Print out the full material below, exact in every line, with no images included.

◆ **Data shown**
=== Section Start ===
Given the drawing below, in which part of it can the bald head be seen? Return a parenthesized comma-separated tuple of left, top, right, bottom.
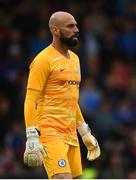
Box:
(48, 11, 79, 47)
(49, 11, 75, 29)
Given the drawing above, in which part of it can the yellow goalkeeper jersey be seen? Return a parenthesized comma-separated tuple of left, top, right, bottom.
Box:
(27, 45, 81, 146)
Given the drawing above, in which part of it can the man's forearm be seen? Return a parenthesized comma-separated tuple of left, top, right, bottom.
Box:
(76, 103, 85, 127)
(24, 89, 41, 127)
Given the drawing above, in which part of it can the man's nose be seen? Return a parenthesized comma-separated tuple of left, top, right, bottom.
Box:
(74, 26, 79, 33)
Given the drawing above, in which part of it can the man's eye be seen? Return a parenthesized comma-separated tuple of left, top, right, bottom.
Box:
(67, 24, 74, 28)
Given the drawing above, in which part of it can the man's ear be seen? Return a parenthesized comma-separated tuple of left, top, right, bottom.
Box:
(53, 26, 60, 36)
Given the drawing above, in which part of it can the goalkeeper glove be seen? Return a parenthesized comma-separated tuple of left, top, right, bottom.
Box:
(78, 122, 101, 161)
(24, 126, 47, 167)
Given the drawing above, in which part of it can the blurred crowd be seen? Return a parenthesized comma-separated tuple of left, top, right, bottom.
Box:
(0, 0, 136, 178)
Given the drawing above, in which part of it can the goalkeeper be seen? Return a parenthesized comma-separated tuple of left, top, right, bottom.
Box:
(24, 11, 100, 179)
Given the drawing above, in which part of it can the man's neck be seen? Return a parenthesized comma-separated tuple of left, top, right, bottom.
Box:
(52, 41, 70, 59)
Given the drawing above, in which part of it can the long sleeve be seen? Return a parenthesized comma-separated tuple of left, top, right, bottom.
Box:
(24, 54, 50, 128)
(76, 103, 85, 127)
(24, 89, 41, 127)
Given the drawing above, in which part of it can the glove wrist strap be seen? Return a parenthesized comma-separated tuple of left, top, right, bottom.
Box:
(26, 126, 39, 139)
(78, 122, 91, 137)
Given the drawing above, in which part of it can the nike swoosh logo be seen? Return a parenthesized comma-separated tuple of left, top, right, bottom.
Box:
(60, 68, 65, 71)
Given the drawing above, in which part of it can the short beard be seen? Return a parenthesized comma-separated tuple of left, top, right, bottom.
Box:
(60, 32, 79, 47)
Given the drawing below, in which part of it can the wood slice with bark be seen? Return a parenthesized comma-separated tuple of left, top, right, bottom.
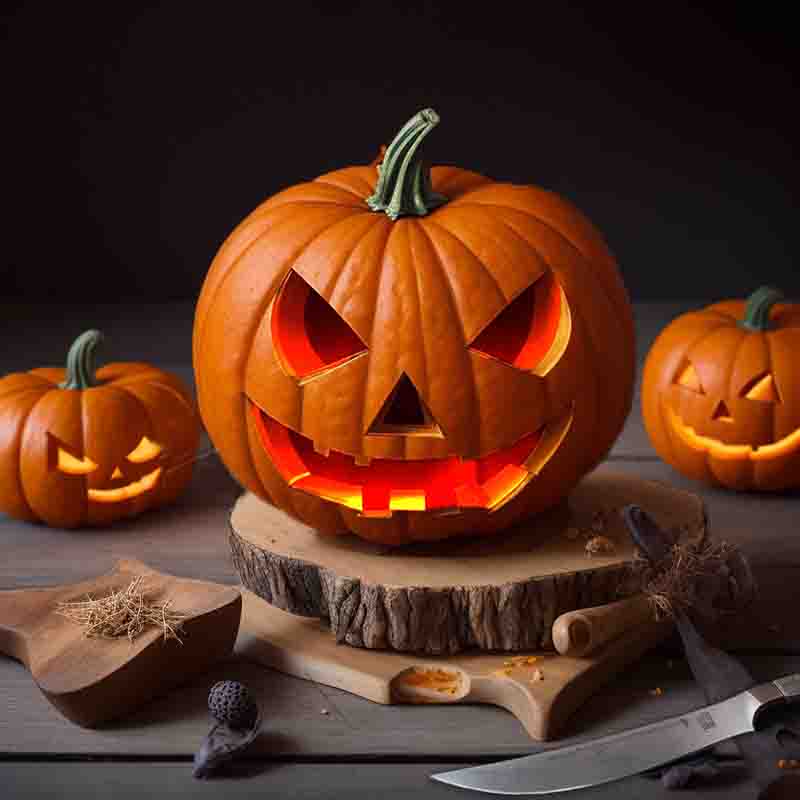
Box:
(229, 468, 706, 655)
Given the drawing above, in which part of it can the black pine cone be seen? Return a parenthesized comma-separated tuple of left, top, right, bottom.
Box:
(208, 680, 258, 729)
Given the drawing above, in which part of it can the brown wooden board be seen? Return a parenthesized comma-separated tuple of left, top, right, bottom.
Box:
(236, 588, 672, 741)
(0, 559, 241, 727)
(230, 468, 707, 654)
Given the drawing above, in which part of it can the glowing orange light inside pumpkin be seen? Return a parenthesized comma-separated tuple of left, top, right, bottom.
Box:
(57, 448, 98, 475)
(88, 467, 163, 503)
(127, 436, 163, 463)
(677, 363, 703, 392)
(742, 373, 779, 403)
(251, 402, 557, 515)
(469, 271, 570, 375)
(271, 271, 367, 380)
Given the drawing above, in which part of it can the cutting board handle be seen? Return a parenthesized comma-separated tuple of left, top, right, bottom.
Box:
(0, 587, 52, 664)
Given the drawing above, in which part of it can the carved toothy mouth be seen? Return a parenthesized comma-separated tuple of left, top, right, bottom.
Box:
(250, 402, 573, 517)
(665, 405, 800, 460)
(87, 468, 163, 503)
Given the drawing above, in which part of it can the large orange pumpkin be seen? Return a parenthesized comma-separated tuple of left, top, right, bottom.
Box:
(0, 330, 200, 527)
(643, 287, 800, 491)
(193, 109, 635, 544)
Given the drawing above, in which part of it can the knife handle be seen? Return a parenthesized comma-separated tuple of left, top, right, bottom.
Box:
(552, 595, 654, 657)
(774, 674, 800, 702)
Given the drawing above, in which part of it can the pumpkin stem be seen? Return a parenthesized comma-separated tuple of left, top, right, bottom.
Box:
(60, 330, 104, 390)
(739, 286, 784, 332)
(367, 108, 448, 220)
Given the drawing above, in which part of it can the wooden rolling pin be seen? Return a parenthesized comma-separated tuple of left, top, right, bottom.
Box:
(552, 594, 657, 657)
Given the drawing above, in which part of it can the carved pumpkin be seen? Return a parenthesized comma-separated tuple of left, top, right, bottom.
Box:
(193, 109, 635, 544)
(0, 330, 201, 527)
(642, 287, 800, 490)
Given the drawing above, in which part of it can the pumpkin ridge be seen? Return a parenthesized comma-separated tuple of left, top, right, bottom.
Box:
(414, 220, 468, 344)
(422, 217, 507, 305)
(0, 374, 53, 402)
(194, 203, 311, 350)
(456, 200, 631, 331)
(194, 203, 357, 371)
(314, 174, 372, 199)
(457, 201, 628, 328)
(297, 213, 389, 304)
(351, 220, 396, 442)
(477, 206, 632, 399)
(4, 387, 46, 520)
(725, 327, 750, 405)
(764, 332, 776, 446)
(565, 298, 606, 475)
(109, 375, 195, 414)
(226, 210, 366, 491)
(412, 220, 486, 459)
(195, 205, 359, 416)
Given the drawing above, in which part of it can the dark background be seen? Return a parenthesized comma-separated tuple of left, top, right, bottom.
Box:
(1, 1, 796, 303)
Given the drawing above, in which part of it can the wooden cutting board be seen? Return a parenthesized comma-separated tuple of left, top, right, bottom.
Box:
(236, 590, 672, 740)
(0, 559, 241, 727)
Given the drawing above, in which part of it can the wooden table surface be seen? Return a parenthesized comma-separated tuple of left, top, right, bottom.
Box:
(1, 301, 798, 799)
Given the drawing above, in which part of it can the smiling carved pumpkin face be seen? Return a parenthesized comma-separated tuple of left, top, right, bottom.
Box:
(643, 287, 800, 491)
(193, 110, 635, 544)
(0, 330, 201, 528)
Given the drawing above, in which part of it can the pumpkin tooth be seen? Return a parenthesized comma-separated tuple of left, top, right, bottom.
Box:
(354, 454, 372, 466)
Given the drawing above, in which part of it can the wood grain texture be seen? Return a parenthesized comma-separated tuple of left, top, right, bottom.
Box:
(0, 762, 762, 800)
(229, 469, 706, 654)
(236, 589, 672, 740)
(0, 559, 241, 727)
(0, 303, 798, 792)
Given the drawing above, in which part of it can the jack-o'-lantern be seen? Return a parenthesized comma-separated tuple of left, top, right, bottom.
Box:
(193, 109, 635, 544)
(0, 330, 201, 527)
(643, 287, 800, 490)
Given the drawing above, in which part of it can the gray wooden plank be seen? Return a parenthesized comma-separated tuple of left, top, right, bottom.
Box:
(0, 761, 760, 800)
(1, 640, 798, 758)
(2, 457, 798, 594)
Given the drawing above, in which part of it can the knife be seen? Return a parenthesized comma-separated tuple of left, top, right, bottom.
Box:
(432, 506, 800, 795)
(622, 505, 800, 797)
(432, 674, 800, 794)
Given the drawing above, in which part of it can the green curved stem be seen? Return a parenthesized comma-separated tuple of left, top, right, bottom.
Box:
(739, 286, 784, 332)
(60, 330, 104, 390)
(367, 108, 448, 220)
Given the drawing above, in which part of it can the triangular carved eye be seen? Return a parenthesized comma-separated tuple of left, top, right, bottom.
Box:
(741, 373, 780, 403)
(271, 271, 367, 380)
(468, 271, 571, 375)
(676, 362, 704, 393)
=== Section End ===
◆ **Result of the exercise**
Given the drawing below, in which part of it can the bald head be seen? Return a parenthesized comma-separated tuple of left, top, right, bottom.
Box:
(48, 11, 79, 47)
(49, 11, 75, 29)
Given the drawing above, in which part of it can the yellow goalkeeper jersey be seen? Return a parenthesized comma-separated tuple of left, top, right, bottom.
Box:
(27, 45, 81, 146)
Given the drawing above, in which part of it can the man's forearm be seen? Return a parenthesized comma-separated tuple of left, top, right, bottom.
Box:
(76, 103, 85, 127)
(24, 89, 41, 127)
Given the drawing above, in which part of it can the man's nose be seen? Return a parenthesized comma-separated tuple of left, top, right, bottom.
Box:
(74, 26, 79, 33)
Given the drawing above, in which part of it can the man's eye be seen? Return a parenthesized comma-separated tuple of left, top, right, bottom.
Box:
(67, 24, 74, 28)
Given the drawing above, in which part of it can the man's ear be seen? Return a parenthesized comma-separated tuple of left, top, right, bottom.
Box:
(53, 26, 60, 36)
Given the drawing above, in which part of it can the goalkeeper glove be seen? Return a parenthesized comma-separated tuple of left, top, right, bottom.
Box:
(78, 122, 101, 161)
(24, 126, 47, 167)
Given the drawing above, in which part of it can the blurred crowd be seen? Return a parenthesized comma-separated tuple of left, top, right, bottom.
Box:
(0, 0, 136, 178)
Given the drawing above, in which part of it can the goalkeeper be seen? Return a parenthesized comma-separated tuple of left, top, right, bottom.
Box:
(24, 11, 100, 179)
Given the drawing above, in which part of it can the man's neck be seen? Return a parenthesized comma-separated tuple of left, top, right, bottom.
Box:
(52, 41, 70, 59)
Given the drawing above, in which part of it can the long sleeve be seen? Return a parenthesized comma-separated tuple of left, top, right, bottom.
Box:
(24, 54, 50, 128)
(76, 103, 85, 127)
(24, 89, 41, 127)
Given the drawing above, in which part of it can the glove wrist strap be seen? Return a parenthesized comma-separated tuple of left, top, right, bottom.
Box:
(26, 126, 39, 139)
(78, 122, 91, 137)
Given the drawing above, in which part of it can the nike swoosh logo be seen? Return a parenthesized comma-separated tuple of left, top, right, bottom.
Box:
(60, 68, 65, 71)
Given the drawing above, in which part of it can the short beard be seen? Return a parenthesized comma-separated tuple of left, top, right, bottom.
Box:
(60, 32, 79, 47)
Given the drawing below, in which part of it can the wood slice with bark be seen? Return a parenthesized comma-separated tuple of left, top, right, bottom.
Box:
(229, 468, 706, 655)
Given the drawing above, in which part of it can the black pine cone be seen? Return a parenthesized comma-separated tuple of left, top, right, bottom.
Box:
(208, 680, 258, 729)
Given the drawing above, in which part of it can the brown wooden board be seen? Return a parenthesized comma-separated tuple of left, top, right, bottom.
Box:
(236, 588, 672, 741)
(0, 559, 241, 727)
(230, 468, 707, 654)
Given the drawing above, in which part of it can the glowing orange light inside pumpkin be seen? Return a parenthesized comma-separated tuple of left, top, right, bottom.
Box:
(57, 448, 98, 475)
(88, 467, 163, 503)
(127, 436, 163, 463)
(677, 363, 703, 392)
(742, 373, 779, 403)
(251, 402, 557, 515)
(469, 271, 570, 375)
(271, 271, 367, 380)
Given the drawing above, in which part of it can the cutting board handle be seen? Return a parenthesized comma-separated tuple of left, top, right, bottom.
Box:
(0, 587, 52, 664)
Given the drawing above, in which part of it can the carved toothy mouth be seen? Return a parenthesized comma-separated tuple of left, top, right, bottom.
Box:
(250, 402, 573, 517)
(665, 405, 800, 460)
(87, 468, 163, 503)
Given the drawing above, in which part of it can the large orange pumpkin be seen? Return a parenthesized comma-separated tuple of left, top, right, bottom.
Box:
(0, 330, 200, 527)
(643, 287, 800, 491)
(193, 109, 635, 544)
Given the drawing above, in which part of it can the knife handle be seen? Return a parenthesized comma-separated tuple of left, top, right, bottom.
Box:
(552, 595, 654, 657)
(774, 674, 800, 702)
Given the drawing above, in which part of it can the pumpkin stem be seen? Return a parenthesized comma-separated tuple of left, top, right, bottom.
Box:
(60, 330, 104, 390)
(739, 286, 784, 332)
(367, 108, 448, 220)
Given the drawing above, in which part of it can the wooden rolling pin be seen? Return a parenthesized comma-separated tuple of left, top, right, bottom.
Box:
(552, 594, 657, 657)
Given the drawing above, in which part of it can the carved pumpkin be seen? Return a parenthesized comma-separated tuple of left, top, right, bottom.
Box:
(193, 109, 635, 544)
(0, 330, 201, 527)
(642, 287, 800, 490)
Given the drawing above, in which part of it can the pumpkin ridge be seen? Return a parenthesized comma-separated tuple of left, top, right, bottom.
Box:
(414, 220, 468, 344)
(422, 217, 507, 305)
(0, 374, 53, 402)
(194, 203, 311, 350)
(456, 200, 631, 331)
(194, 203, 357, 371)
(314, 174, 372, 199)
(457, 201, 628, 328)
(297, 213, 389, 304)
(351, 220, 396, 442)
(477, 206, 632, 399)
(4, 387, 46, 520)
(725, 327, 750, 405)
(764, 332, 776, 446)
(565, 298, 606, 475)
(109, 375, 195, 414)
(226, 210, 366, 491)
(412, 220, 486, 459)
(195, 205, 359, 416)
Given the drawing above, in which part of it can the dark background be seen? Return a parenthesized comma-separated tuple of left, top, right, bottom.
Box:
(1, 1, 796, 303)
Given the drawing above, in which part of it can the wooden cutting board be seen? Return a parenthesized comma-separated tuple of left, top, right, bottom.
Box:
(236, 590, 672, 740)
(0, 559, 241, 727)
Given the drawing above, in which part of it can the wooden table surface be seen? Return a parenthesized comma-separated tuple of left, top, right, bottom.
Box:
(1, 301, 798, 799)
Given the drawing above, in which part of it can the smiling carved pumpkin face be seen? Return a parenthesized comma-separated tuple of left, top, right, bottom.
Box:
(643, 287, 800, 491)
(193, 110, 635, 544)
(0, 330, 201, 528)
Given the drawing above, in which part of it can the pumpkin tooth be seen? Return a parenthesized comma-separated tuple of left, top, right, bottom.
Box:
(354, 454, 372, 466)
Given the drawing above, in which part of it can the wood grain texture be seen? Return a parenthesized comma-separated tuple of left, top, right, bottom.
Box:
(0, 762, 762, 800)
(229, 469, 706, 654)
(236, 589, 672, 740)
(0, 559, 241, 727)
(0, 303, 798, 792)
Given the drawing above, in which part of it can the jack-o'-lantern be seen? Return a parenthesized comma-separated tuple of left, top, right, bottom.
Box:
(193, 109, 635, 544)
(0, 330, 201, 527)
(643, 287, 800, 490)
Given the drawing above, in which part of it can the gray wooden plank be seen? Return a parenthesized comma-separated tuple of left, top, right, bottom.
Box:
(0, 761, 760, 800)
(1, 640, 798, 758)
(2, 457, 798, 594)
Given the drawing above, in which part of it can the knife be seen? Return a parenthesized comma-separated tuple of left, top, right, bottom.
Box:
(432, 506, 800, 795)
(622, 505, 800, 797)
(432, 674, 800, 794)
Given the drawing above, in which part of it can the green curved stem be seen? Return a parenthesized comma-separated tuple of left, top, right, bottom.
Box:
(739, 286, 784, 332)
(60, 330, 104, 390)
(367, 108, 448, 220)
Given the drawing above, in which part of it can the triangular carved eye be seen? Return a parenthesized comma-separated tuple of left, top, right, bottom.
Box:
(741, 373, 780, 403)
(271, 271, 367, 380)
(468, 271, 571, 375)
(676, 362, 704, 393)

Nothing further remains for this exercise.